» **TASK REQUIREMENTS**
Please pull out every line in the items below that contains the word "ceiling", and list those lines in their original order.

» **RECORDS FOR THE EXERCISE**
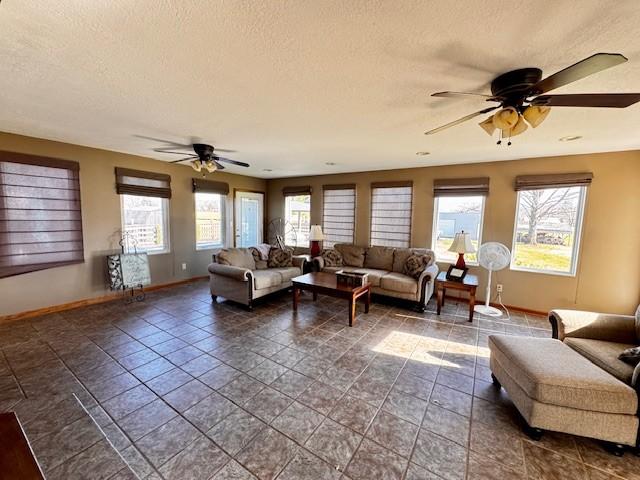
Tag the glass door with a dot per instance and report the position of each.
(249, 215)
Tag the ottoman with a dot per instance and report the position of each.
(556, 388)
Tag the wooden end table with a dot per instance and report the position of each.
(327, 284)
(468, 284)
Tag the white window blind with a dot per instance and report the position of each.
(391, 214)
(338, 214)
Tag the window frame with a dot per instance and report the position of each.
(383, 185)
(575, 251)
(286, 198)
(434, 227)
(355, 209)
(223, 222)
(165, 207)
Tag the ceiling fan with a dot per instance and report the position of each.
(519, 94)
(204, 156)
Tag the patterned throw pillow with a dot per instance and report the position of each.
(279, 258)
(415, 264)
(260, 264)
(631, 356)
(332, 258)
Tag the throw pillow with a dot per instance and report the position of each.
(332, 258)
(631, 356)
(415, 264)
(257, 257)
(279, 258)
---
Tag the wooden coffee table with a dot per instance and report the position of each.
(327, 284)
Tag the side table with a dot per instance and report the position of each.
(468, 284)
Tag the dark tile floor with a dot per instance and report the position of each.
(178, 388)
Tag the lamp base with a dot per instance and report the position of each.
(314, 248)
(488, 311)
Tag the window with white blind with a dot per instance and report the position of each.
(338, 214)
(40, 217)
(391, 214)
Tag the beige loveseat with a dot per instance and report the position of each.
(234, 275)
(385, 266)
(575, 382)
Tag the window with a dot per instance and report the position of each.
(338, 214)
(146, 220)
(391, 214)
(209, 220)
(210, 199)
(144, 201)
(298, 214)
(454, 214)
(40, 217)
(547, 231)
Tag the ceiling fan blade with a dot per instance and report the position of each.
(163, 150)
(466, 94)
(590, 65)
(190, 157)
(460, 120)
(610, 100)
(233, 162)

» **RESULT OF THIS TASK**
Tag the ceiling fan with a dot per instance and report the position of each.
Tag the ceiling fan blade with a dot per instance and report the position of each.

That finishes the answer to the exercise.